Search the entries for the word "audit" and pull out each line that has it.

=== Section Start ===

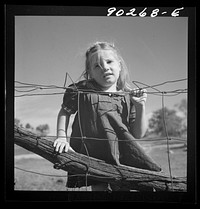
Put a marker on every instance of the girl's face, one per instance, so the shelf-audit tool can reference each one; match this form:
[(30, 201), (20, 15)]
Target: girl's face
[(105, 68)]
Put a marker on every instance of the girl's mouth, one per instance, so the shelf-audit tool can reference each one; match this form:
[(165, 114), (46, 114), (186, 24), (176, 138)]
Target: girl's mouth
[(107, 74)]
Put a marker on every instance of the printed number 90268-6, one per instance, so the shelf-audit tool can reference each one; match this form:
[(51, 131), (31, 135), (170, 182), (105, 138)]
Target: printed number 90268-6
[(143, 13)]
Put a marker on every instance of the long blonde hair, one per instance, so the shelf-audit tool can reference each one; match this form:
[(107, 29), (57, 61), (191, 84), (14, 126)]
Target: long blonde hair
[(122, 83)]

=== Section End ===

_Task answer_.
Put a marker on every instance of the girl's face, one per instance, so the shelf-audit tool can reference each one; match this form:
Put a marker on every instance of the girl's mouth, one per instance, so the shelf-audit tool can reference each one; match this form:
Put a marker on every instance of the printed number 90268-6, one per instance, so the shelf-audit tool can reference each one; match this form:
Put a marker on every instance of the long blonde hair, one per instance, so the shelf-audit tool can reference each one; match this form:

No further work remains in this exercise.